**Directions:**
1 – Answer the following questions about the forum thread on GH and magnesium sulfate.
(a) Which substrate does fraynes1 say is in use?
(b) What GH does Spar report for tap water?
(c) Which Ca:Mg ratio does Spar give as the general reading, or what people aim for?
2 – From the forum thread on GH and magnesium sulfate, return the passage that begins at the words "I'm kind of" and stops after "rather than FW.".
3 – List every username that heads a post in the forum thread on GH and magnesium sulfate.
*** Text passage ***
# GH and dosing Magnesium Sulfate



## fraynes1 (May 2, 2005)

Do I need to add Epson salts if I have a GH of over 100? I am using eco-complete and expect it to drop in the not so distant future.

I'm kind of lost when it comes to the calcium and Magnesium Sulfate. Is the GH reading 1/2 calcium and 1/2 Magnesium Sulfate. And I take it that dosing Magnesium Sulfate will raise GH?

Thanks for helping me understand!!! :icon_redf :icon_redf


----------



## Spar (Aug 7, 2003)

GH of 5.5d+ ( > 100 ppm) is fine alone, but it may not hurt to dose extra Mg anyway. I have a GH of 7 in tap water and still dose 1/2t of MgSO4 in my 50g after each water change.

THe reading is more complicated than just 1/2 and 1/2 CA/Mg in your readings. I think the general reading is 4:1 Ca:Mg, or at least what people aim for. Unfortunantly without spending tons of money on expensive testkits you cant get a formal reading on the value of each of these. Even Ca testkits are better utilized in SW tanks rather than FW.


----------



## BSS (Sep 24, 2004)
*** Source data ***
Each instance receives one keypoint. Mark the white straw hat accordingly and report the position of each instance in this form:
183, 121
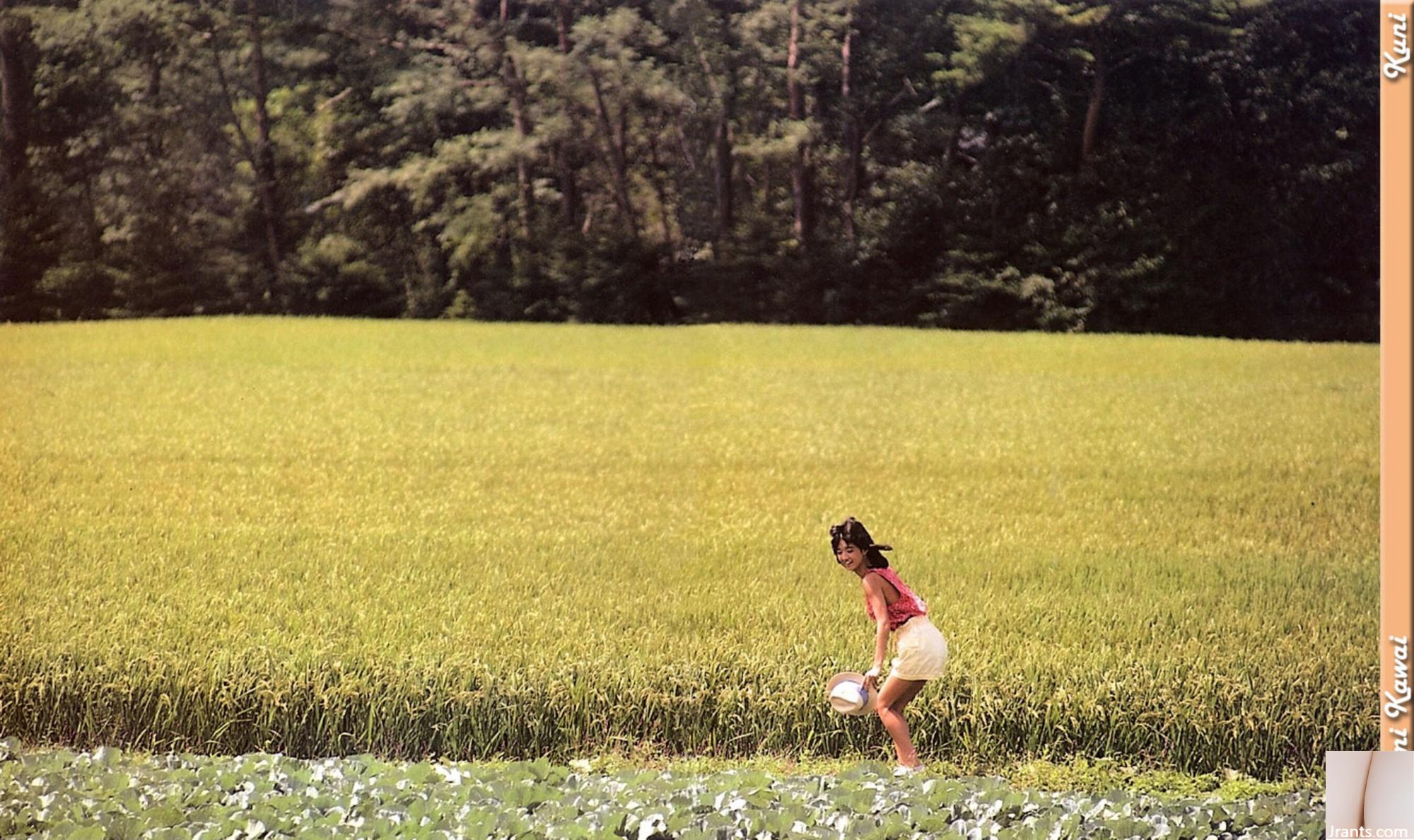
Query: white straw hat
848, 694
***
**Answer list:**
1 –
(a) Eco-complete
(b) 7
(c) 4:1 Ca:Mg

2 –
I'm kind of lost when it comes to the calcium and Magnesium Sulfate. Is the GH reading 1/2 calcium and 1/2 Magnesium Sulfate. And I take it that dosing Magnesium Sulfate will raise GH?

Thanks for helping me understand!!! :icon_redf :icon_redf


----------



## Spar (Aug 7, 2003)

GH of 5.5d+ ( > 100 ppm) is fine alone, but it may not hurt to dose extra Mg anyway. I have a GH of 7 in tap water and still dose 1/2t of MgSO4 in my 50g after each water change.

THe reading is more complicated than just 1/2 and 1/2 CA/Mg in your readings. I think the general reading is 4:1 Ca:Mg, or at least what people aim for. Unfortunantly without spending tons of money on expensive testkits you cant get a formal reading on the value of each of these. Even Ca testkits are better utilized in SW tanks rather than FW.

3 –
fraynes1
Spar
BSS